Self-Directed IRAs/401Ks –- Good for the Economy?!

We all know the economy has been rocked with the dealing of Wall Street and the virtual shutdown of the extension of credit to individuals and businesses. What needs to be bluntly addressed is how self-directing one’s retirement assets can be good for both the individual and the economy.

Let’s address a couple of questions that typically come up related to an individual’s interests in establishing a self-directed IRA or 401K.

1) “I want to invest in assets other than stocks, bonds and mutual funds, but my IRA/401K custodian says I cannot self-direct and I can only invest in the products that they offer…..which, surprise surprise, is only stocks, bonds and mutual funds. What can I do?”

Benefits of Self-Direction to the Individual -– Provided the funds are in an eligible retirement account, an individual can direct these assets and invest in practically any asset (as permitted under IRS Code 1408(a)), including real estate. This is not only legal, but has been permitted since the passing of ERISA by Congress in 1975. Obviously, the plan must be established in compliance with IRS and Department of Labor regulations but, once established, there is nothing prohibiting the retirement account from purchasing such “non-traditional” assets.

Benefits to the Economy –- From the investors standpoint, all one needs to do is read the newspaper to know that there are some incredible “buys” in the real estate market as a result of the brutal and ongoing market correction. Besides having a potentially incredible investment opportunity, this investment has a trickle down effect…that is positive for the economy.

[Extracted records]
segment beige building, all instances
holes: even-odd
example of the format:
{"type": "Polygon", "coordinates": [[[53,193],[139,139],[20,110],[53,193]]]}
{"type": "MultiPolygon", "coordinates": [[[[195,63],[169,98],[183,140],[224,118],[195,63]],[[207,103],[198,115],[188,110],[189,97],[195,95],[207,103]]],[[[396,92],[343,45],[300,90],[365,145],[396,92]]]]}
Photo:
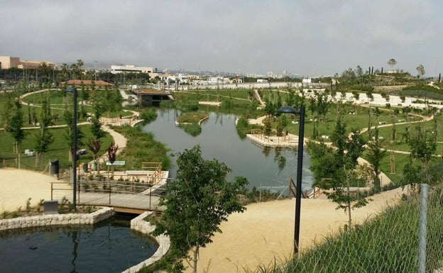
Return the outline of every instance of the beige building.
{"type": "Polygon", "coordinates": [[[57,68],[53,62],[46,61],[21,61],[18,57],[0,56],[0,69],[7,69],[9,68],[38,68],[41,63],[46,64],[51,69],[57,68]]]}
{"type": "Polygon", "coordinates": [[[18,57],[0,56],[0,69],[18,68],[19,64],[18,57]]]}

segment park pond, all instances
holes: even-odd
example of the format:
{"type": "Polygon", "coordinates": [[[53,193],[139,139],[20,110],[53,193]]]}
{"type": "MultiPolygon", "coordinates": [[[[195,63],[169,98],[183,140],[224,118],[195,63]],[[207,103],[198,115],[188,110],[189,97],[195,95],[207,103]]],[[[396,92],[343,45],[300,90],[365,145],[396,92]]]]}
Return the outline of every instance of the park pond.
{"type": "MultiPolygon", "coordinates": [[[[273,192],[285,191],[289,179],[295,180],[297,172],[297,149],[263,147],[247,138],[241,138],[235,127],[236,116],[229,113],[209,112],[209,118],[201,125],[202,132],[192,136],[175,125],[180,112],[175,109],[157,109],[155,121],[143,127],[144,132],[151,132],[154,138],[165,143],[174,155],[190,149],[199,144],[202,155],[206,160],[214,158],[224,162],[232,169],[228,179],[245,177],[249,181],[249,189],[268,189],[273,192]]],[[[177,172],[176,156],[171,157],[170,177],[177,172]]],[[[309,155],[304,150],[302,190],[312,188],[312,176],[309,155]]]]}
{"type": "Polygon", "coordinates": [[[118,215],[94,225],[0,233],[2,272],[121,272],[151,257],[151,238],[118,215]]]}

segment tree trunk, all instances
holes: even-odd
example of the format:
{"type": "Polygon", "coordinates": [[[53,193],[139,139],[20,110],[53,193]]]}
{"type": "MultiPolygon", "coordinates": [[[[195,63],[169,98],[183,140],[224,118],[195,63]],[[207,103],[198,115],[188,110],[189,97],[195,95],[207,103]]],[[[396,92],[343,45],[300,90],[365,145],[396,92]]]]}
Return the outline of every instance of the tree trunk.
{"type": "Polygon", "coordinates": [[[197,262],[198,262],[198,251],[199,245],[197,244],[195,246],[195,250],[194,250],[194,257],[192,257],[192,262],[194,262],[194,267],[192,267],[192,272],[197,273],[197,262]]]}

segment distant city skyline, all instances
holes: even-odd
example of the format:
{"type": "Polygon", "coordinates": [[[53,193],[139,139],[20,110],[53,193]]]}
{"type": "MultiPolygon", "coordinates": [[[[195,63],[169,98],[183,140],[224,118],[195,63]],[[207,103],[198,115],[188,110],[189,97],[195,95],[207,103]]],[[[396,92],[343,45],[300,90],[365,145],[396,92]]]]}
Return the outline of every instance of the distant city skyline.
{"type": "Polygon", "coordinates": [[[0,0],[0,55],[91,67],[334,75],[443,70],[437,0],[0,0]]]}

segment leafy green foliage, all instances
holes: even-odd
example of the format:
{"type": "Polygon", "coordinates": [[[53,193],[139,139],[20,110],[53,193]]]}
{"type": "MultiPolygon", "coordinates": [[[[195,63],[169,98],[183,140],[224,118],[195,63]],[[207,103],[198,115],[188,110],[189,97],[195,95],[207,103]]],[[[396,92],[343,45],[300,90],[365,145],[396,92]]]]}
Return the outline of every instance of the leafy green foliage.
{"type": "Polygon", "coordinates": [[[25,130],[23,129],[23,114],[21,112],[21,102],[20,98],[18,97],[14,101],[15,111],[13,111],[11,117],[11,124],[6,128],[6,130],[11,133],[13,138],[20,145],[25,138],[25,130]]]}
{"type": "Polygon", "coordinates": [[[126,162],[128,169],[139,169],[142,162],[161,162],[163,169],[168,169],[170,160],[168,149],[155,140],[151,133],[143,133],[140,127],[114,127],[128,139],[126,148],[119,155],[120,160],[126,162]]]}
{"type": "Polygon", "coordinates": [[[144,123],[149,123],[157,118],[157,111],[153,108],[145,108],[141,111],[140,118],[143,120],[144,123]]]}
{"type": "Polygon", "coordinates": [[[193,137],[196,137],[202,133],[202,126],[197,123],[180,124],[178,127],[193,137]]]}

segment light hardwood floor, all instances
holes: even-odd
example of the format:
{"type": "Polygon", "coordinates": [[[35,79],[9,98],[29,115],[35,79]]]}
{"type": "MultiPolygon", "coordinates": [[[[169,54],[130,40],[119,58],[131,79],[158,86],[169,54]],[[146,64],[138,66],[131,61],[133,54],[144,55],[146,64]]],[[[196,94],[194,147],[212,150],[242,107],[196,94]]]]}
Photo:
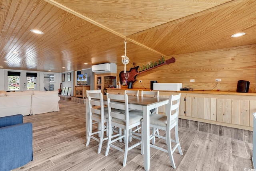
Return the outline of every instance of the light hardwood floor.
{"type": "MultiPolygon", "coordinates": [[[[110,148],[104,154],[107,142],[97,154],[98,143],[91,140],[86,146],[85,106],[60,100],[60,111],[24,117],[33,124],[34,160],[13,171],[143,171],[143,156],[138,146],[124,153],[110,148]]],[[[162,132],[160,132],[161,133],[162,132]]],[[[150,148],[151,171],[243,171],[252,168],[252,145],[216,135],[179,127],[183,155],[174,154],[173,169],[167,153],[150,148]]],[[[136,143],[133,139],[132,143],[136,143]]],[[[158,145],[166,147],[157,139],[158,145]]],[[[119,143],[123,147],[123,143],[119,143]]]]}

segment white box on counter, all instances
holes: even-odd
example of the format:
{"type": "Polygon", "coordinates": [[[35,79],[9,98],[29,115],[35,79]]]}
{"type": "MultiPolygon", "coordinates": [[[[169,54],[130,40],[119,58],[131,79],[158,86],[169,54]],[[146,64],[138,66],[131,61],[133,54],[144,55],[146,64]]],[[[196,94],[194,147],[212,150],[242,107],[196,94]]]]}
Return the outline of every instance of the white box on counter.
{"type": "Polygon", "coordinates": [[[182,83],[153,83],[154,90],[180,91],[182,88],[182,83]]]}

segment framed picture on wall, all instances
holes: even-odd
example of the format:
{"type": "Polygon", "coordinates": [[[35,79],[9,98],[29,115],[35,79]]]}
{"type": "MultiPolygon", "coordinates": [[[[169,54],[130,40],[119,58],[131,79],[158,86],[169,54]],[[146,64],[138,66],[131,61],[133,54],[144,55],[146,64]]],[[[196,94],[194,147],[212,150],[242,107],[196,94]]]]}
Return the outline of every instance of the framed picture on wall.
{"type": "Polygon", "coordinates": [[[62,74],[62,82],[64,82],[65,81],[65,74],[62,74]]]}
{"type": "Polygon", "coordinates": [[[71,95],[71,87],[68,87],[68,96],[71,95]]]}
{"type": "Polygon", "coordinates": [[[68,73],[68,81],[71,81],[71,73],[68,73]]]}

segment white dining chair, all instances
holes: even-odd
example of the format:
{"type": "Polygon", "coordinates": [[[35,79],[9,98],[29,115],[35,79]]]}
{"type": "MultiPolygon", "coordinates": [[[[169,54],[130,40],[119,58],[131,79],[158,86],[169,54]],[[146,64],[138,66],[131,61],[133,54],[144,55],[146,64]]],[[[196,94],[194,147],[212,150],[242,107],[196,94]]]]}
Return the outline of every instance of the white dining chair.
{"type": "Polygon", "coordinates": [[[104,137],[104,132],[106,131],[107,136],[108,134],[107,128],[108,125],[108,114],[107,110],[104,110],[103,104],[103,96],[101,92],[92,93],[86,92],[89,102],[89,109],[90,111],[90,125],[89,136],[86,146],[89,145],[91,138],[99,142],[98,153],[100,153],[103,141],[107,140],[108,138],[104,137]],[[93,120],[96,121],[93,122],[93,120]],[[105,126],[104,124],[106,124],[105,126]],[[97,131],[92,132],[93,125],[98,124],[98,126],[97,131]],[[93,136],[99,134],[98,137],[93,136]]]}
{"type": "MultiPolygon", "coordinates": [[[[89,92],[90,93],[96,93],[96,92],[101,92],[101,90],[86,90],[86,97],[88,97],[88,93],[89,92]]],[[[100,106],[93,106],[94,108],[100,108],[100,106]]],[[[108,107],[106,106],[104,106],[104,110],[108,110],[108,107]]],[[[94,127],[94,128],[96,128],[98,129],[98,130],[100,130],[100,122],[98,122],[97,121],[96,122],[92,122],[92,127],[94,127]],[[98,123],[98,126],[96,126],[96,123],[98,123]]],[[[99,137],[100,137],[100,134],[99,134],[99,137]]]]}
{"type": "MultiPolygon", "coordinates": [[[[158,98],[159,97],[159,91],[143,91],[142,90],[141,91],[141,96],[142,96],[145,97],[152,97],[158,98]]],[[[156,108],[154,109],[153,109],[150,110],[150,114],[152,114],[154,113],[157,113],[158,112],[158,108],[156,108]]],[[[143,111],[140,110],[135,110],[130,112],[130,113],[132,114],[139,114],[142,116],[143,116],[143,111]]],[[[136,131],[138,131],[138,132],[140,132],[140,129],[141,128],[141,127],[138,127],[135,130],[133,131],[133,132],[135,132],[136,131]]],[[[158,135],[159,135],[159,132],[158,129],[156,129],[156,133],[158,135]]]]}
{"type": "Polygon", "coordinates": [[[181,94],[179,93],[178,95],[172,95],[170,96],[169,103],[166,104],[166,115],[154,114],[150,115],[150,126],[153,128],[153,136],[150,138],[153,139],[152,142],[152,144],[150,144],[150,147],[168,153],[172,167],[174,169],[175,169],[176,166],[172,154],[175,149],[178,148],[180,154],[183,155],[178,134],[178,120],[180,95],[181,94]],[[171,130],[173,128],[175,129],[175,140],[171,139],[171,130]],[[156,128],[165,131],[165,137],[156,134],[154,130],[156,128]],[[156,137],[163,139],[166,141],[167,149],[154,145],[156,137]],[[171,142],[176,143],[172,149],[171,142]]]}
{"type": "Polygon", "coordinates": [[[140,137],[130,134],[129,130],[140,125],[142,124],[141,119],[143,118],[143,116],[138,115],[129,114],[127,94],[114,94],[107,93],[107,99],[109,119],[109,132],[110,133],[111,132],[111,130],[114,126],[123,129],[125,133],[124,135],[120,136],[120,134],[114,135],[112,135],[112,134],[109,134],[105,156],[107,156],[108,154],[110,147],[124,152],[124,155],[123,166],[124,167],[126,163],[128,151],[141,144],[141,141],[140,141],[129,147],[128,139],[130,136],[132,136],[134,138],[141,140],[140,137]],[[117,103],[116,101],[118,100],[123,100],[125,102],[117,103]],[[122,114],[116,113],[116,111],[112,110],[113,109],[124,110],[125,112],[122,114]],[[116,145],[114,143],[116,142],[123,138],[124,138],[125,141],[124,149],[116,145]]]}

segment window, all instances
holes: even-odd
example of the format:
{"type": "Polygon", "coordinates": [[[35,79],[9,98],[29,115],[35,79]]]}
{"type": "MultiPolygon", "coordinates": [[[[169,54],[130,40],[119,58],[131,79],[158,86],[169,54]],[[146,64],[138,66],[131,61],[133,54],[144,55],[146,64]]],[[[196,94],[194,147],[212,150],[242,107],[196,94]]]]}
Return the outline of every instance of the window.
{"type": "Polygon", "coordinates": [[[19,72],[8,71],[8,90],[19,90],[20,73],[19,72]]]}
{"type": "Polygon", "coordinates": [[[44,83],[44,91],[53,91],[54,90],[54,74],[45,74],[44,83]]]}

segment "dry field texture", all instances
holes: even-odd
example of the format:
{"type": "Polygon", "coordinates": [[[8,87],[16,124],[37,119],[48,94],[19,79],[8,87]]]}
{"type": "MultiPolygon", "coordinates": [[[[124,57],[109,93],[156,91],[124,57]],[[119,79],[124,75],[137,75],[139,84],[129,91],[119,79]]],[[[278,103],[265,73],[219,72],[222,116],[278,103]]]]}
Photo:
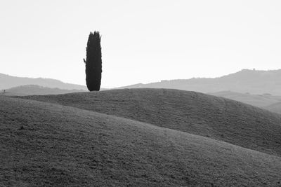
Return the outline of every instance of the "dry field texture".
{"type": "Polygon", "coordinates": [[[281,116],[230,99],[2,95],[0,114],[0,186],[281,186],[281,116]]]}

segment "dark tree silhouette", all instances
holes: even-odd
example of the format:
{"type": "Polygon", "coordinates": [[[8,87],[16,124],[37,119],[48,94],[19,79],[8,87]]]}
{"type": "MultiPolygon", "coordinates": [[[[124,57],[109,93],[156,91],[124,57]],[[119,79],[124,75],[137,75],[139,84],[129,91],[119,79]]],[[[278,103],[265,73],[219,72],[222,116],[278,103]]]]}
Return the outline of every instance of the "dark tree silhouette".
{"type": "Polygon", "coordinates": [[[101,81],[101,47],[98,32],[90,32],[86,48],[86,83],[89,91],[98,91],[101,81]]]}

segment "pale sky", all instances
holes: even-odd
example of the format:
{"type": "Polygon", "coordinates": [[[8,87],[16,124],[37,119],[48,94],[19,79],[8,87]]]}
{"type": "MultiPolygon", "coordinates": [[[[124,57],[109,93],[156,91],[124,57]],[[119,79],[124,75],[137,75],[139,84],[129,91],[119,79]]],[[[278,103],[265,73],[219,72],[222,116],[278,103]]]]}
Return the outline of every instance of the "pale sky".
{"type": "Polygon", "coordinates": [[[0,0],[0,73],[85,85],[90,32],[102,88],[281,68],[281,1],[0,0]]]}

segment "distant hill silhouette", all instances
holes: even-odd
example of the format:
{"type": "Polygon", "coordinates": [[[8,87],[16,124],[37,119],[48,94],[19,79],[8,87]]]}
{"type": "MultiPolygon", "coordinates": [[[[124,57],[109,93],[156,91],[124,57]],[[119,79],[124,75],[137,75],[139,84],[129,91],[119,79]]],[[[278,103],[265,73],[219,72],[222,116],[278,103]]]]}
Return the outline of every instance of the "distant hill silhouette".
{"type": "Polygon", "coordinates": [[[223,97],[261,108],[266,108],[271,104],[281,102],[281,96],[275,96],[270,94],[251,95],[232,91],[223,91],[208,94],[223,97]]]}
{"type": "MultiPolygon", "coordinates": [[[[57,95],[73,92],[84,92],[84,90],[66,90],[60,88],[51,88],[37,85],[25,85],[13,87],[5,90],[5,95],[57,95]]],[[[2,90],[4,92],[4,90],[2,90]]]]}
{"type": "Polygon", "coordinates": [[[87,90],[86,87],[84,85],[65,83],[55,79],[17,77],[0,74],[0,90],[8,89],[13,87],[25,85],[37,85],[51,88],[58,88],[66,90],[76,89],[87,90]]]}
{"type": "Polygon", "coordinates": [[[281,95],[281,69],[243,69],[218,78],[193,78],[136,84],[118,88],[170,88],[204,93],[230,90],[241,93],[281,95]]]}

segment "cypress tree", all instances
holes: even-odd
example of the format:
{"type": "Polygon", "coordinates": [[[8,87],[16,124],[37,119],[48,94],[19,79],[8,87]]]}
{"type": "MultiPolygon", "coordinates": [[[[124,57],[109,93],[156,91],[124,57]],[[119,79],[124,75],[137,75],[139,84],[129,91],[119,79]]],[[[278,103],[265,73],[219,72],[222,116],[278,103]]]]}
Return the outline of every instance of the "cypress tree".
{"type": "Polygon", "coordinates": [[[86,65],[86,83],[89,91],[98,91],[101,81],[101,47],[98,32],[90,32],[87,47],[86,65]]]}

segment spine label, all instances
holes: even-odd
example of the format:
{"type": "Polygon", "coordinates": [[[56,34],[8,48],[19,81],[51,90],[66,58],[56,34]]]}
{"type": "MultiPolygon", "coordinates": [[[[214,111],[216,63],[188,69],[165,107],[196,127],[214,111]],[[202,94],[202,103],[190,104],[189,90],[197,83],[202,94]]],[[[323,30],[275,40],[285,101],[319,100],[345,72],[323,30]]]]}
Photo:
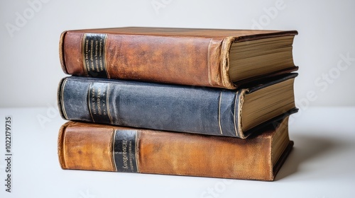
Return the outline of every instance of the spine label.
{"type": "Polygon", "coordinates": [[[92,122],[111,124],[109,112],[109,83],[91,83],[87,94],[87,103],[92,122]]]}
{"type": "Polygon", "coordinates": [[[87,76],[108,78],[106,67],[106,34],[86,33],[82,39],[82,61],[87,76]]]}
{"type": "Polygon", "coordinates": [[[114,139],[114,161],[117,172],[138,173],[135,130],[116,130],[114,139]]]}

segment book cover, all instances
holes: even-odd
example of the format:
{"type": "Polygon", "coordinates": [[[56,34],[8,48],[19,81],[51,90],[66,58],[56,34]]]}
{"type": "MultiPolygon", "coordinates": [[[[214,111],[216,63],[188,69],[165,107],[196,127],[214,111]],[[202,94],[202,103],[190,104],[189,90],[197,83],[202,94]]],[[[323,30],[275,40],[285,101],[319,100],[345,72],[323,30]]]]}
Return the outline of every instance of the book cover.
{"type": "Polygon", "coordinates": [[[63,71],[82,76],[234,89],[297,69],[295,30],[127,27],[67,30],[63,71]]]}
{"type": "Polygon", "coordinates": [[[68,122],[59,161],[63,169],[273,180],[293,145],[288,120],[248,139],[68,122]]]}
{"type": "Polygon", "coordinates": [[[59,84],[58,105],[68,120],[245,139],[297,111],[297,75],[239,90],[70,76],[59,84]]]}

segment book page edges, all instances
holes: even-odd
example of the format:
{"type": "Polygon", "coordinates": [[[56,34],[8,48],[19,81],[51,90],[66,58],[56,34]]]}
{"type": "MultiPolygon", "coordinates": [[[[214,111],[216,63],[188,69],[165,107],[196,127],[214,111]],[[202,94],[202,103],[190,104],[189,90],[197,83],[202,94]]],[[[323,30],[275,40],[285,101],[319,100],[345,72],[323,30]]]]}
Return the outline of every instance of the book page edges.
{"type": "Polygon", "coordinates": [[[60,34],[60,38],[59,40],[59,59],[60,61],[60,66],[62,66],[62,70],[65,74],[70,74],[67,70],[67,66],[65,65],[65,57],[64,57],[64,38],[67,35],[67,31],[64,31],[60,34]]]}
{"type": "Polygon", "coordinates": [[[68,168],[65,165],[65,159],[64,158],[64,136],[65,133],[64,132],[65,129],[70,122],[67,122],[65,124],[62,124],[59,129],[58,134],[58,159],[60,167],[62,169],[68,169],[68,168]]]}

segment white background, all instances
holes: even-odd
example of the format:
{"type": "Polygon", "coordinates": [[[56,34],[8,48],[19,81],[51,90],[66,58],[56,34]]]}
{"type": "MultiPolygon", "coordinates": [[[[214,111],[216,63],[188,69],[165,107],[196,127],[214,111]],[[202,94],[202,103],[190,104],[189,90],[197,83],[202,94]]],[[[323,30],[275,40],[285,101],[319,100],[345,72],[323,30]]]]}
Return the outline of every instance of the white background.
{"type": "Polygon", "coordinates": [[[355,105],[354,1],[40,1],[0,3],[1,107],[55,103],[62,31],[122,26],[297,30],[298,107],[355,105]]]}
{"type": "Polygon", "coordinates": [[[354,197],[354,1],[1,1],[0,197],[354,197]],[[123,26],[299,32],[293,54],[300,111],[290,123],[294,151],[276,181],[60,169],[60,33],[123,26]],[[13,119],[12,194],[4,186],[7,115],[13,119]]]}

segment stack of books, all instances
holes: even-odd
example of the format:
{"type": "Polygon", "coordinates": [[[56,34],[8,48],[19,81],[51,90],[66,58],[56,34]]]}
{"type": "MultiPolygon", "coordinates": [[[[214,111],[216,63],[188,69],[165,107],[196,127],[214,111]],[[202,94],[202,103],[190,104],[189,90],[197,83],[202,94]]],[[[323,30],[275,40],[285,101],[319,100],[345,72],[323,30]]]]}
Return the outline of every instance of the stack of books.
{"type": "Polygon", "coordinates": [[[63,169],[273,180],[291,151],[295,30],[65,31],[63,169]]]}

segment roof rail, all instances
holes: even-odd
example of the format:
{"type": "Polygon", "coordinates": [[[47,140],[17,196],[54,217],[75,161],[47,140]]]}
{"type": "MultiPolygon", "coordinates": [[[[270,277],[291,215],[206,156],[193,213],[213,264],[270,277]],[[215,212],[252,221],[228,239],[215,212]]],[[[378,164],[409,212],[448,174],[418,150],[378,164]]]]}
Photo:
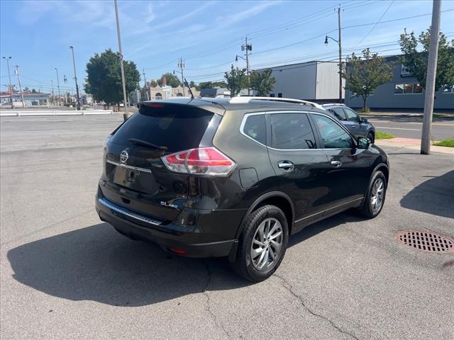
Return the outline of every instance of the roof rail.
{"type": "Polygon", "coordinates": [[[276,97],[233,97],[231,98],[229,103],[233,104],[240,104],[249,103],[250,101],[283,101],[285,103],[294,103],[296,104],[310,105],[314,108],[322,108],[320,104],[313,103],[311,101],[303,101],[301,99],[294,99],[292,98],[276,98],[276,97]]]}

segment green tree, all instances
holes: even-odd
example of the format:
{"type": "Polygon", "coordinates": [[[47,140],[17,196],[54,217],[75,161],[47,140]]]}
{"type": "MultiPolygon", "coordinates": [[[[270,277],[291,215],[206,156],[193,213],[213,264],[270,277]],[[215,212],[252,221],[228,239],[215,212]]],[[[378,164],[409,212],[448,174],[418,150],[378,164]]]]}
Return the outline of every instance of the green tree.
{"type": "Polygon", "coordinates": [[[250,88],[257,91],[257,96],[264,97],[274,89],[273,84],[276,82],[276,79],[271,76],[271,69],[267,69],[261,72],[258,71],[250,72],[250,88]]]}
{"type": "MultiPolygon", "coordinates": [[[[431,45],[431,29],[421,32],[416,38],[414,32],[400,35],[400,49],[404,53],[401,62],[414,76],[421,86],[426,86],[427,77],[427,61],[431,45]]],[[[435,79],[435,91],[443,85],[454,84],[454,40],[448,42],[446,37],[440,33],[437,74],[435,79]]]]}
{"type": "Polygon", "coordinates": [[[391,81],[394,65],[367,48],[362,51],[362,57],[355,53],[347,57],[346,63],[342,67],[345,89],[351,91],[354,97],[362,98],[362,109],[367,110],[367,97],[377,86],[391,81]]]}
{"type": "Polygon", "coordinates": [[[162,86],[162,79],[164,79],[165,76],[167,79],[167,84],[170,86],[177,87],[178,85],[181,85],[182,84],[179,79],[178,79],[178,76],[177,76],[175,74],[173,74],[170,72],[167,72],[162,74],[160,79],[157,79],[157,84],[159,84],[160,86],[162,86]]]}
{"type": "Polygon", "coordinates": [[[227,81],[227,89],[230,91],[231,97],[237,96],[247,86],[246,69],[240,69],[232,65],[230,72],[226,72],[224,78],[227,81]]]}
{"type": "MultiPolygon", "coordinates": [[[[140,88],[140,76],[134,62],[123,60],[123,67],[126,93],[129,94],[140,88]]],[[[95,53],[87,64],[87,74],[84,89],[96,101],[118,104],[123,101],[120,57],[111,50],[101,55],[95,53]]]]}

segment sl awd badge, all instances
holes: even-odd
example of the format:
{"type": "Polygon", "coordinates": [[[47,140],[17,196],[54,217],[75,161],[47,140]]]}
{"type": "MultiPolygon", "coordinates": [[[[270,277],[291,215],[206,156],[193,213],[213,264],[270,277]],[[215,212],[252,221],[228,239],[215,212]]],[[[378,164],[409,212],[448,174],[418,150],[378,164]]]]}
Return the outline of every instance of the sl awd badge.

*Written problem*. According to the article on self-directed IRAs and 401Ks, since when has directing retirement assets into investments such as real estate been permitted?

*Completed task*. Since Congress passed ERISA in 1975.